Provided text:

# # # # # # #

The other reason for the development of the lawn is that grass goes well with trees, all things being equal. Watering the grass when it doesn't rain keeps the tree from dying of thirst, the tree shades the house, and trees make people feel better, not to mention looking particularly nice beside or in a lawn. Touches some ancient memory, in me at least. Some people's ideal lawn is an evenly green rectangle, perfectly edged, that may as well be a rug. But even those people seem to have a sapling somewhere off to the side, or a towering evergreen, if only as a contrast to the rectitude of the lawn or a barrier to prying eyes.
For those who don't like that kind of lawn, or the work involved (whether or not they do it themselves; an increasing number of the houses in this neighbourhood use gardening services), and who aren't subject to HOA or local regulations that forbid it, there's a lot to be said for a shortgrass meadow. I think the housemate genuinely likes dandelions; I know butterflies do. And the birds find more grubs and seeds in benevolently untidy grass. That's what we effectively had in the attached vacant lot in Duluth; since we didn't have a sheep to graze it, we ran the rotary mower on a loooong extension cord maybe every 10 days in summer. It would have been prettier if I'd scattered wildflower seeds, but it was a rent house.
Finally ... I have a rather extreme methodology. I don't use a push mower any longer, because I'd rather accept the native grasses and the creeping grasses (which make a wonderfully springy surface and colonise bare patches very effectively) and not try to eradicate the clover completely, and all of those are hard to cut with a push mower. So I use a rotary mower that was a hand-me-down from a neighbour moving away; I run the extension cord out the front door. I behead dandelions on sight and extract them with a dandelion pick. I pick up a few hundred privet leaves off the front lawn every few days (the bending is good for the arthritis in my back), pull out toadstools in the spring and fall, and rake in back when I have to (I hate raking, gives me blisters if I forget to wear gloves). I don't bother edging; once in a while I clip the long grass away from the brick surrounds of the flower beds and the front wall of the back porch room, and I stomp on and tear off the long seedstalks that stray onto the pavement (sidewalk). I hand pull the more obnoxious things that grow in the crack next to the kerb, and all but stray bits of the clover after it starts to form burrs; our grass only has the yellow burr clover, though they have white clover at the park, and daisies too; presumably the grass originally came from somewhere else. I run a hose sprinkler 10 minutes in each position, twice a week (I go up to the legally permitted 15 minutes when it's regularly topping 90) after 6 pm as per regulations. I get a little exercise most days of the year, and although our front lawn looks a bit odd because of the corner the sprinkler can't reach without also watering the sidewalk, it looks cheerful, is popular with the four-footeds, and our dogs have all loved our back yard with the cool grass and the trees. We get butterflies, birds despite the cats, the occasional lizard, and sometimes big flashy dragonflies. I don't think I'm committing many offenses against environmental rectitude.

# # # # # # #

Goal of the exercise: Can you print the passage on lawns word for word, starting with "For those who" and going on through "a rent house."?

# # # # # # #

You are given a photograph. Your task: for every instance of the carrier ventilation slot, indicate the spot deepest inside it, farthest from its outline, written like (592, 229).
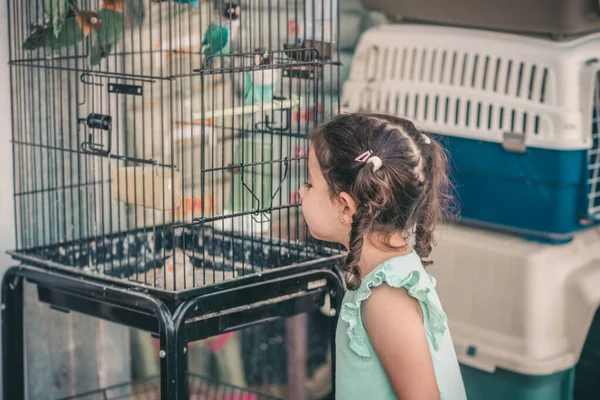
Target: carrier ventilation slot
(473, 70)
(593, 193)
(451, 111)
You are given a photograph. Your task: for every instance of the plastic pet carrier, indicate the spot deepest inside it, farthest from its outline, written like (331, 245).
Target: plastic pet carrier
(523, 315)
(517, 114)
(158, 152)
(557, 18)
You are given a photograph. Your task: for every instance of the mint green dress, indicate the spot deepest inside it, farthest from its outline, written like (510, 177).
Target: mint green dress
(359, 373)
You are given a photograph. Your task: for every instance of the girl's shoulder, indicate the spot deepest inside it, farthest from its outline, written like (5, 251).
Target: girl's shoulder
(403, 272)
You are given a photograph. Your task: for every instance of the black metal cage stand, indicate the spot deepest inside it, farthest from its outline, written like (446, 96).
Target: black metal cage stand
(191, 316)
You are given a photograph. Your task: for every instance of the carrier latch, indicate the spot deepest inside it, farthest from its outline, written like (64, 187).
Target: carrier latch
(514, 142)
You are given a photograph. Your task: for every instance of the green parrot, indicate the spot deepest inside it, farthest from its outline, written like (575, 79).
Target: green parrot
(75, 28)
(116, 15)
(110, 32)
(57, 11)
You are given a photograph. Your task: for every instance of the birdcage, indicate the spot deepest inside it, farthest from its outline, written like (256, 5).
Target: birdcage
(517, 114)
(158, 156)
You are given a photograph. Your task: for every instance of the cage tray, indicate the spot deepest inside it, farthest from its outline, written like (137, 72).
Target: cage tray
(199, 256)
(200, 388)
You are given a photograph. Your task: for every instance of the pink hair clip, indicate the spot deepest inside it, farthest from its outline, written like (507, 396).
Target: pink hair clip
(364, 156)
(368, 157)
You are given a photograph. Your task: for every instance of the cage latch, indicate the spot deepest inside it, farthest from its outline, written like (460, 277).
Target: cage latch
(97, 122)
(514, 142)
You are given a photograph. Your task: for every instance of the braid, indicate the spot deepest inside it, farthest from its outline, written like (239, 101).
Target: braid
(360, 225)
(408, 192)
(436, 199)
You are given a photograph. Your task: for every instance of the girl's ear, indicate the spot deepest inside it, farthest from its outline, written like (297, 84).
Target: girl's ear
(347, 207)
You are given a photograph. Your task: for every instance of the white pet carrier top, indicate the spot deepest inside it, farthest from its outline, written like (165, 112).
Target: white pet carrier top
(477, 84)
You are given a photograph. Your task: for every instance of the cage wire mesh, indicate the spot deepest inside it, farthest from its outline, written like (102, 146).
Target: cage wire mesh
(163, 143)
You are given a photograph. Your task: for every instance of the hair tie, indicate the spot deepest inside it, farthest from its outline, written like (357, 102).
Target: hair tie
(369, 158)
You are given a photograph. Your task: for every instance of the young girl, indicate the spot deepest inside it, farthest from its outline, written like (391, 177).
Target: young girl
(375, 183)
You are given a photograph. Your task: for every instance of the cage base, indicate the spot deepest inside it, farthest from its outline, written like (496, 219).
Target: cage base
(200, 388)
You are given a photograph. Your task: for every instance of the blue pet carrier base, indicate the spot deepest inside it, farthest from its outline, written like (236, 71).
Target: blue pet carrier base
(516, 113)
(540, 194)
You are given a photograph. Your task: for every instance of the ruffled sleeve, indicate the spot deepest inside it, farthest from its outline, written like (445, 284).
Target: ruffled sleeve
(418, 284)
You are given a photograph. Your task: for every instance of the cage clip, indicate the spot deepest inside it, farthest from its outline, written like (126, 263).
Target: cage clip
(267, 124)
(95, 122)
(259, 208)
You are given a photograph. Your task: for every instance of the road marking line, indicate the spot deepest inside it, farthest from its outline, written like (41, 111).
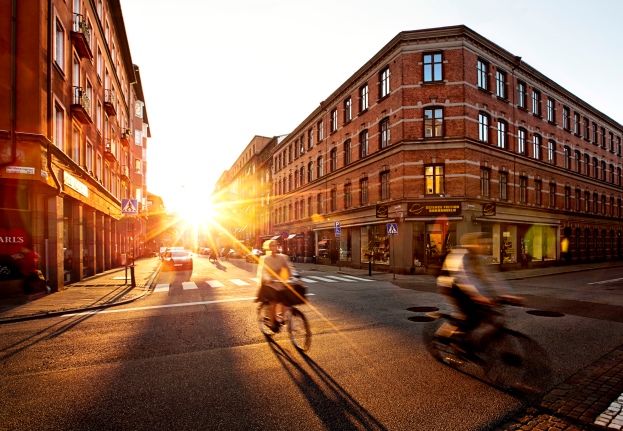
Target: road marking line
(324, 279)
(155, 307)
(162, 287)
(341, 278)
(356, 278)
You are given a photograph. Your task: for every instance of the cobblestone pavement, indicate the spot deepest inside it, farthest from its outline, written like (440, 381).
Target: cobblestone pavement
(592, 399)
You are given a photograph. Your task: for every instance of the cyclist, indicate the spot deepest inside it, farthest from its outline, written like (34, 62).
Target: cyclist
(472, 289)
(273, 269)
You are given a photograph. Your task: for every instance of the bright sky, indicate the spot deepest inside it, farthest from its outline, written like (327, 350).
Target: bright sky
(217, 73)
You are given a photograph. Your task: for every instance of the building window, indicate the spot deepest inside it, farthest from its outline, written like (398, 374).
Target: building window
(502, 134)
(59, 127)
(521, 141)
(433, 64)
(384, 79)
(536, 147)
(551, 111)
(523, 190)
(347, 150)
(538, 188)
(363, 98)
(348, 195)
(567, 198)
(552, 195)
(503, 183)
(483, 70)
(319, 204)
(500, 84)
(59, 46)
(384, 132)
(334, 121)
(363, 191)
(536, 102)
(385, 185)
(348, 110)
(522, 95)
(319, 167)
(551, 152)
(483, 127)
(363, 144)
(484, 182)
(566, 118)
(433, 122)
(434, 179)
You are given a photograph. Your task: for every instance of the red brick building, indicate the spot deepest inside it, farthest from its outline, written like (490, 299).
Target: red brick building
(441, 133)
(73, 137)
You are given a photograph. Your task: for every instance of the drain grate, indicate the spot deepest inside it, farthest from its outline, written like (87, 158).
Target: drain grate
(422, 309)
(544, 313)
(421, 319)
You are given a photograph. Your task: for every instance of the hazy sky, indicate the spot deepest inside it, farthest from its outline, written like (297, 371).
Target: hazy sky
(217, 73)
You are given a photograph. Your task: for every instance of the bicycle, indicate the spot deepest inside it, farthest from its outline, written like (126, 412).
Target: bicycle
(293, 319)
(509, 360)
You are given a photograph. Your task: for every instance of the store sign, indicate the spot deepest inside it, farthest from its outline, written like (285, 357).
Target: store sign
(488, 209)
(12, 240)
(416, 209)
(382, 211)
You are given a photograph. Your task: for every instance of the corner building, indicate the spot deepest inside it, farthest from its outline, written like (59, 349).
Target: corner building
(73, 134)
(442, 133)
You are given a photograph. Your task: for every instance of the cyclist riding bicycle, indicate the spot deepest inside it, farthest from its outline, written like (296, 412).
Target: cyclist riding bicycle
(273, 270)
(472, 289)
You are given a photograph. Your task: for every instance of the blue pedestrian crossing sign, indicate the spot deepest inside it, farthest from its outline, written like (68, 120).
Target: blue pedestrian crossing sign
(129, 206)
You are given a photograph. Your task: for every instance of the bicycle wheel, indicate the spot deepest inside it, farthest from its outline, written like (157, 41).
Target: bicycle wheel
(298, 328)
(517, 363)
(439, 346)
(263, 318)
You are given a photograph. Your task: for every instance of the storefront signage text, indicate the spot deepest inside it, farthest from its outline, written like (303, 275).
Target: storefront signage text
(415, 209)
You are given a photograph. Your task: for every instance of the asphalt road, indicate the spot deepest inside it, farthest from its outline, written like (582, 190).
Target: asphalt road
(190, 356)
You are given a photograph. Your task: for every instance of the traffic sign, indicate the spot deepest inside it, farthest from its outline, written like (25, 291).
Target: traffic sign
(129, 206)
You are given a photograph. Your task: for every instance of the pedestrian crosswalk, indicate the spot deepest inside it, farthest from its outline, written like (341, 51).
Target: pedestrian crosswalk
(238, 282)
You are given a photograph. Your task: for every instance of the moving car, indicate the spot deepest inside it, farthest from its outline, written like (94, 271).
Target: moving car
(254, 255)
(177, 259)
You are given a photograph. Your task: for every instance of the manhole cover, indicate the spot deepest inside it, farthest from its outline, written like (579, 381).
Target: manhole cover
(544, 313)
(422, 309)
(421, 319)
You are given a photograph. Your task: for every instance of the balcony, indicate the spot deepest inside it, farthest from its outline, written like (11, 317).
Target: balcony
(81, 37)
(125, 173)
(81, 106)
(125, 137)
(110, 101)
(110, 150)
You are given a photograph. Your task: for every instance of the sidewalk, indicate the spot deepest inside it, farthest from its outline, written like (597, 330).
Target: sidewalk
(100, 291)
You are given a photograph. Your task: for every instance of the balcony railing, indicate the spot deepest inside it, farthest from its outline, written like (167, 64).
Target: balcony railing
(81, 106)
(81, 36)
(110, 102)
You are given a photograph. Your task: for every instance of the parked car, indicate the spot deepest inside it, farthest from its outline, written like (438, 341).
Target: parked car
(177, 259)
(254, 255)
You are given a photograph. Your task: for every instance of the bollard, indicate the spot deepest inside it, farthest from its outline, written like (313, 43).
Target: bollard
(132, 276)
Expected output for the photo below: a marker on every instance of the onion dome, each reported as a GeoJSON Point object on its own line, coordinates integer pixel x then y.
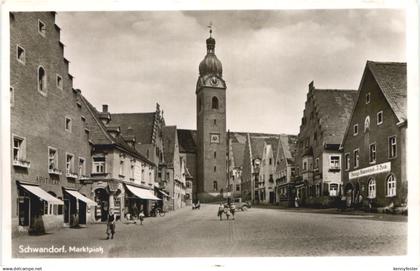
{"type": "Point", "coordinates": [210, 64]}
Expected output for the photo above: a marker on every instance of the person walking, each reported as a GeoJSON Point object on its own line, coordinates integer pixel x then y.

# # # # # # #

Task solution:
For those who don't like that kind of lawn, or the work involved (whether or not they do it themselves; an increasing number of the houses in this neighbourhood use gardening services), and who aren't subject to HOA or local regulations that forbid it, there's a lot to be said for a shortgrass meadow. I think the housemate genuinely likes dandelions; I know butterflies do. And the birds find more grubs and seeds in benevolently untidy grass. That's what we effectively had in the attached vacant lot in Duluth; since we didn't have a sheep to graze it, we ran the rotary mower on a loooong extension cord maybe every 10 days in summer. It would have been prettier if I'd scattered wildflower seeds, but it was a rent house.